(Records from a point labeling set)
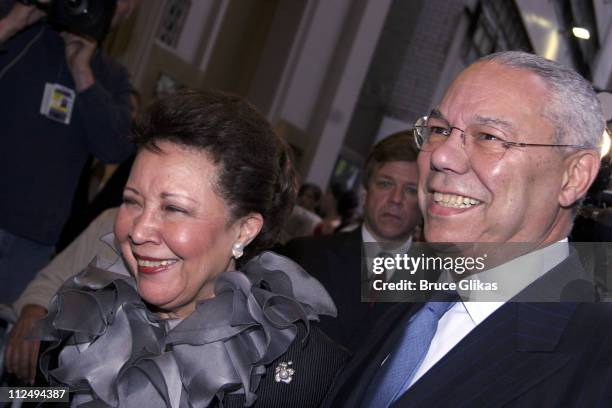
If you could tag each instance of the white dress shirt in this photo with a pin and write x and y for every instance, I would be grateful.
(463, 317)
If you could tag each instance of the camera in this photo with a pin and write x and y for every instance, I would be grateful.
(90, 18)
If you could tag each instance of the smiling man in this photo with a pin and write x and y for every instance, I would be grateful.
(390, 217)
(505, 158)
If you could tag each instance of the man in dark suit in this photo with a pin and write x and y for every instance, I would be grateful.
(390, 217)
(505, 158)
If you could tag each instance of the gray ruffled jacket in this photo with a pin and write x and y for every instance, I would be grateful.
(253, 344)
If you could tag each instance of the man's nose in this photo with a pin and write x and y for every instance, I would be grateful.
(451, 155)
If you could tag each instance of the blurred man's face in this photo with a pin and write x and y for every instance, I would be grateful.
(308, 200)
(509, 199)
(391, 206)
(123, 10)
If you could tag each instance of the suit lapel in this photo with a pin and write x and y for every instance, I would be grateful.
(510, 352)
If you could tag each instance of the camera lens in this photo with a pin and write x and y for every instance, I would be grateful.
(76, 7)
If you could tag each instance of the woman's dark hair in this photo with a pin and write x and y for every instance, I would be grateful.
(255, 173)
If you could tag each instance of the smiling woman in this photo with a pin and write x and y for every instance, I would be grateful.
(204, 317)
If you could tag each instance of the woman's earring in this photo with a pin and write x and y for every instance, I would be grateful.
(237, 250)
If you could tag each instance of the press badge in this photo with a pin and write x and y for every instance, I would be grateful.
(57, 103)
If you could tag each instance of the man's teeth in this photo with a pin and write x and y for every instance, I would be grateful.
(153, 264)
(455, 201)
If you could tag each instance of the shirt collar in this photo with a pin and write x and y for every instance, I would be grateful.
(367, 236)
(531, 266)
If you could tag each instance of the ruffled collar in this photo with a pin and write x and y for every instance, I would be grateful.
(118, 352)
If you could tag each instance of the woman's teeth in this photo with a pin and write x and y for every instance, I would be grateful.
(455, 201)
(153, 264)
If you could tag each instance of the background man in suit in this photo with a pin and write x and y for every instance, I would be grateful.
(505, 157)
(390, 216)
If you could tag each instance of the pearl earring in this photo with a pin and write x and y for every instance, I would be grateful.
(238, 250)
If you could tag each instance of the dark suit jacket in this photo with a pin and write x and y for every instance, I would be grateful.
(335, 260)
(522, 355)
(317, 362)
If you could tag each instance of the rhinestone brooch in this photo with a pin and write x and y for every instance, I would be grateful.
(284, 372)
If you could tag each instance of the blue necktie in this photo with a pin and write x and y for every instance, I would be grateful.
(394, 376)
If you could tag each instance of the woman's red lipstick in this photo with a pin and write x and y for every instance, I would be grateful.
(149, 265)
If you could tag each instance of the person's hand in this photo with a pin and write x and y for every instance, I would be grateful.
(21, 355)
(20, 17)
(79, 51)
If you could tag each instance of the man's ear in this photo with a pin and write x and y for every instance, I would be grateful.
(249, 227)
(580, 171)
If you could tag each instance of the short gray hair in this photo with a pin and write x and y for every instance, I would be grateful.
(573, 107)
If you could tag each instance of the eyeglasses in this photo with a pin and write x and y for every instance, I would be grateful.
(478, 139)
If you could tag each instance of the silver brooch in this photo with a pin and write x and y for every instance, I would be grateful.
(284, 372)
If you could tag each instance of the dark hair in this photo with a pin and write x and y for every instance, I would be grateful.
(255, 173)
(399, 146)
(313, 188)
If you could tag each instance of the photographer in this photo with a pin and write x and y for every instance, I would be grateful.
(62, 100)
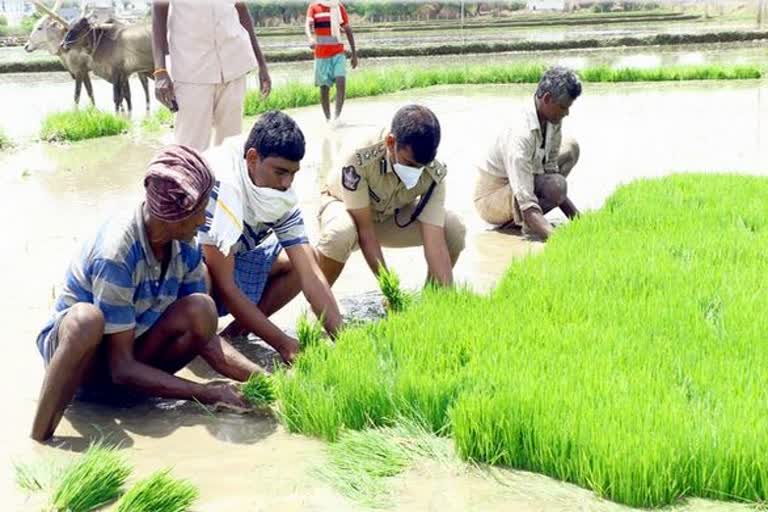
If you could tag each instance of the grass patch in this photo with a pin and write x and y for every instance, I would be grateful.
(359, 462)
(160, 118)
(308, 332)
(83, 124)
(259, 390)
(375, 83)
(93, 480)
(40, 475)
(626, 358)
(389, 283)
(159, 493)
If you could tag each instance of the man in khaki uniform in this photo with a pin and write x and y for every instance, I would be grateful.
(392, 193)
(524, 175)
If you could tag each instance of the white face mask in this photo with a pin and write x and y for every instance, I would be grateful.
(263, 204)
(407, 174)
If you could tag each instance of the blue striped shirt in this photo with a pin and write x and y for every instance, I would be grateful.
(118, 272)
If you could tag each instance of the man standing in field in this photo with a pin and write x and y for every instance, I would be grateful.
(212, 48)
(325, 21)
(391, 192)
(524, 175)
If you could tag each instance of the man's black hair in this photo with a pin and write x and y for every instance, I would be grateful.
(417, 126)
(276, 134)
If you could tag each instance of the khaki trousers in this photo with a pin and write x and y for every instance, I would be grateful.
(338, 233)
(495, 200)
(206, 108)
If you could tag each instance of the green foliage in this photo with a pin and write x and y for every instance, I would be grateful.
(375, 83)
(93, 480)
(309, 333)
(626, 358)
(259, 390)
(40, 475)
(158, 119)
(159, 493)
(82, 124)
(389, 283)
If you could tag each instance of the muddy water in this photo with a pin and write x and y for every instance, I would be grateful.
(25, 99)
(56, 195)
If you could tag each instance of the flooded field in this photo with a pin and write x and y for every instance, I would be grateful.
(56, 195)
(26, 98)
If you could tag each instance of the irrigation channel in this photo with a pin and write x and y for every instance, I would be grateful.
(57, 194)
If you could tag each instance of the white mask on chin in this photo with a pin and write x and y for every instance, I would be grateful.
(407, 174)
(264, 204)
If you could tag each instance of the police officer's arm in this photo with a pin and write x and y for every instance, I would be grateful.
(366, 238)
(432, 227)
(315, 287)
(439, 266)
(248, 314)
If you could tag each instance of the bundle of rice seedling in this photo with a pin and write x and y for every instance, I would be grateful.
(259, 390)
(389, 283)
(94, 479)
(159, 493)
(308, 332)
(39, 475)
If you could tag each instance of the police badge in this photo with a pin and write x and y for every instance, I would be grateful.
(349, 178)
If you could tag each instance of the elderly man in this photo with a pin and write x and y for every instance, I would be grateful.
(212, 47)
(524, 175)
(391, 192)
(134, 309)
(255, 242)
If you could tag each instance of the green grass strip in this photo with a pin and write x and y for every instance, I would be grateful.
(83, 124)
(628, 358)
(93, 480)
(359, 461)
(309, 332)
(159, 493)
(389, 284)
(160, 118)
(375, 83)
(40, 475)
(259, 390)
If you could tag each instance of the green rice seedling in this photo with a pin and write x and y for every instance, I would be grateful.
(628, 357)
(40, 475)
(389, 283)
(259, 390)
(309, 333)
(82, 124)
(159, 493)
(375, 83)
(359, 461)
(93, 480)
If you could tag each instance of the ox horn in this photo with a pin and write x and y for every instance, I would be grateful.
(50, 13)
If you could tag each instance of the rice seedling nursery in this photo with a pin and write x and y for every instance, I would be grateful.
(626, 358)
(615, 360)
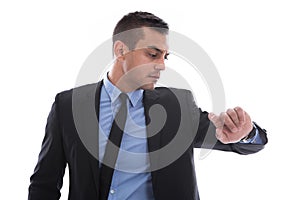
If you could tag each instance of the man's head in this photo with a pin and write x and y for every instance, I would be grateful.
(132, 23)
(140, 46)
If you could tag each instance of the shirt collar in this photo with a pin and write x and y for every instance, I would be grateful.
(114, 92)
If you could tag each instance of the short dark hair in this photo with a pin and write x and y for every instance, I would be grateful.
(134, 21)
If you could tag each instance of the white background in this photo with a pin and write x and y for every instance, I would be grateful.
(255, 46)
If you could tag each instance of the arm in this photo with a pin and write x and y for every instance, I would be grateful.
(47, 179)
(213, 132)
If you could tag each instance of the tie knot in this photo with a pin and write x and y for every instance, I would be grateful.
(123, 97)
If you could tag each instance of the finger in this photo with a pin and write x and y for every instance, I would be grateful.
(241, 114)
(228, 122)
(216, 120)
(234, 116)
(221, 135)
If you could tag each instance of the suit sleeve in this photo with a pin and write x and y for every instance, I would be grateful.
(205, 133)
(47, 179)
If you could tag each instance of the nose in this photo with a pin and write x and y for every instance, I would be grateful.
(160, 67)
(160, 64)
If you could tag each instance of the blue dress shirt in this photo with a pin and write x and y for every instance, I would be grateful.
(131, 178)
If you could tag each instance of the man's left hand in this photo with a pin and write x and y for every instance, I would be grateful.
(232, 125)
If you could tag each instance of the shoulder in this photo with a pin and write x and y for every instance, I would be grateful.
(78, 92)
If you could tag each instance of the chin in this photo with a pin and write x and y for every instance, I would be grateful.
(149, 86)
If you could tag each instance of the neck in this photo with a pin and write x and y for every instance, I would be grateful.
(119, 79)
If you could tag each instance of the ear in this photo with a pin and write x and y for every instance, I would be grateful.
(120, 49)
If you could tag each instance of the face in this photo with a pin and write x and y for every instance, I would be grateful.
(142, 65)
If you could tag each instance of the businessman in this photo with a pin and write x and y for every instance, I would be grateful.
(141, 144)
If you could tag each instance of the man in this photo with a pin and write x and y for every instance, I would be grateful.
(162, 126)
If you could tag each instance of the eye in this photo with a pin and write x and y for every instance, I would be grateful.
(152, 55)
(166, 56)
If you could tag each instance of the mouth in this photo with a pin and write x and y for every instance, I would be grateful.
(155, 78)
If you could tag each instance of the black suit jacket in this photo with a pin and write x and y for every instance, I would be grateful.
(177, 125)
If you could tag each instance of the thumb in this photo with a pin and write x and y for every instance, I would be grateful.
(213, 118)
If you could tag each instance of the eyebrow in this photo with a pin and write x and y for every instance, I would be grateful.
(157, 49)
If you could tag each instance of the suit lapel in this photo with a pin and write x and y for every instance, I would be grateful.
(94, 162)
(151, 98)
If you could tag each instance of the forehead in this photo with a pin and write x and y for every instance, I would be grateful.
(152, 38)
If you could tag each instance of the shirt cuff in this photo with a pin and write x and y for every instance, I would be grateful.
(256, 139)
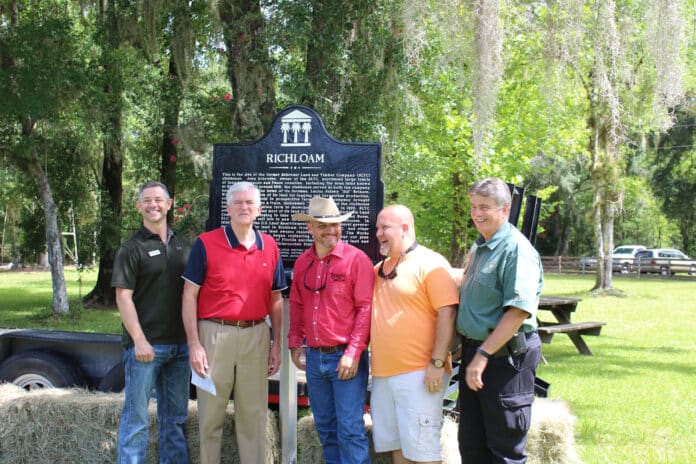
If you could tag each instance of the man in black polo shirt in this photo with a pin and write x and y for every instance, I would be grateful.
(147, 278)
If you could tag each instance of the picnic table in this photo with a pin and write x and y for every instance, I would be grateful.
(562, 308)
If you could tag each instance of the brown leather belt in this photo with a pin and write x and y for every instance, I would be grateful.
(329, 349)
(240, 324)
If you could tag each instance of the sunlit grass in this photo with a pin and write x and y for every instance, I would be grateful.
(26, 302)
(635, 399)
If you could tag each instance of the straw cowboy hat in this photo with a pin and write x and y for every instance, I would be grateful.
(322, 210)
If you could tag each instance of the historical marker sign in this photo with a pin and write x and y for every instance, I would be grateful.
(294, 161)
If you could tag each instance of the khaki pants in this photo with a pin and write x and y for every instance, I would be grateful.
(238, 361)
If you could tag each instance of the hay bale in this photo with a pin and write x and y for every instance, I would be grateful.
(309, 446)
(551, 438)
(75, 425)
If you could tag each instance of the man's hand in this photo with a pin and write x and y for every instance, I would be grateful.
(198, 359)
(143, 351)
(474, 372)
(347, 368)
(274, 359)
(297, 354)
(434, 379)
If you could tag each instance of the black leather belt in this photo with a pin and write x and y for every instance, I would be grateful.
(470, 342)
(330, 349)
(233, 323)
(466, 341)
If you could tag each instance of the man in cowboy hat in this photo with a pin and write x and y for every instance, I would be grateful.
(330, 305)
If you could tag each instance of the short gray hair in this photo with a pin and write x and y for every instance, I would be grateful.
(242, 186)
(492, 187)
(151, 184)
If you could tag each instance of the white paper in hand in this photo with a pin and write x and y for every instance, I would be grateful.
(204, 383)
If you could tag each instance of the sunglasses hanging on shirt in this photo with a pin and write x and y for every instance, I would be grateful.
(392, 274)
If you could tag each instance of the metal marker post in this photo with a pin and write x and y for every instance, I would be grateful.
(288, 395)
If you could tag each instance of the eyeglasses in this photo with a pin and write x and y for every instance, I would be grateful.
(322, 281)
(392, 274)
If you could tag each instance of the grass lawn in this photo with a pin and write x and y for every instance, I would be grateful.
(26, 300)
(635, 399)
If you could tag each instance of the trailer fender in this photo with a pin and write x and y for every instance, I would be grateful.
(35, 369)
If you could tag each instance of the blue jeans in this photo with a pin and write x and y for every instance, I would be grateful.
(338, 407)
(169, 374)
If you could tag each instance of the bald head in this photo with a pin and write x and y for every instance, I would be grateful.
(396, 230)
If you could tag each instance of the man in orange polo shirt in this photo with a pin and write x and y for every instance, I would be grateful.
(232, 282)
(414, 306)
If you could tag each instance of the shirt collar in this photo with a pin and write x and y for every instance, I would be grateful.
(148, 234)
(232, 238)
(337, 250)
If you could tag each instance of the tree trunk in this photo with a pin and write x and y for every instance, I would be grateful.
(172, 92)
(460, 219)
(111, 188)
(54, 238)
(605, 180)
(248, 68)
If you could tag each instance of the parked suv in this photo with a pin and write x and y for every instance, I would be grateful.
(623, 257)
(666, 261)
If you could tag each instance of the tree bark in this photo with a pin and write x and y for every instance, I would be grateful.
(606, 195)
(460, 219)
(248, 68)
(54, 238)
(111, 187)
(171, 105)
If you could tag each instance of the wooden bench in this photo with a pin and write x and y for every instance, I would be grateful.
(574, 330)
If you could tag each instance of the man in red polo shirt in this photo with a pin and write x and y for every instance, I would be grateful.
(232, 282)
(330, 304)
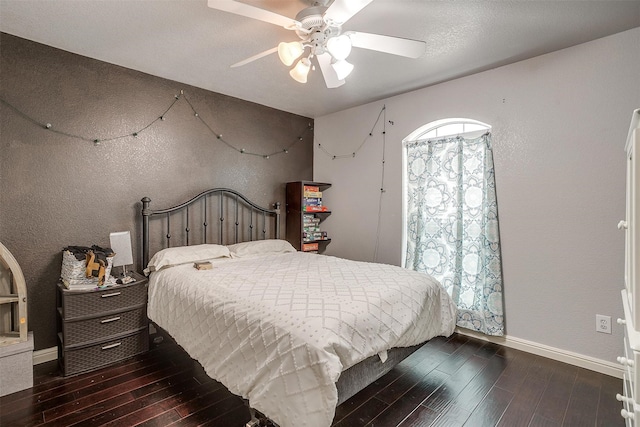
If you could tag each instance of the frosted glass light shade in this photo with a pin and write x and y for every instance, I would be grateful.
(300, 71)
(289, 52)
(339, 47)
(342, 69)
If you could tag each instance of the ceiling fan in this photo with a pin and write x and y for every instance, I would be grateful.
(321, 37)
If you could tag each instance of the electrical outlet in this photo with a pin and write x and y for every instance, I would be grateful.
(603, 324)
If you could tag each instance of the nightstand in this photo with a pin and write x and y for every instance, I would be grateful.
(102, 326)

§ GIVEN REQUEST:
Only the lines from the one containing "If you could tag each instance of the frosted" to the end of the data should be printed, exactly as they stand.

§ OUTPUT FOR THIS EXERCISE:
If you could tag each instance of the frosted glass light shade in this photo with a pin and write x and y for every instance, I would be grateful.
(300, 71)
(289, 52)
(339, 47)
(342, 69)
If you could tag each instance of the ceiling fan in this photo with a pin and write x and y for every instance, I would be grateful.
(321, 37)
If you could tag each instance of the electrical outlet in this photo with a pin and write x and y for every instance, I would be grateful.
(603, 324)
If you could tag each instance of the nightstand in this photo with a pin and write x and y for every instance, I would be grateful.
(102, 326)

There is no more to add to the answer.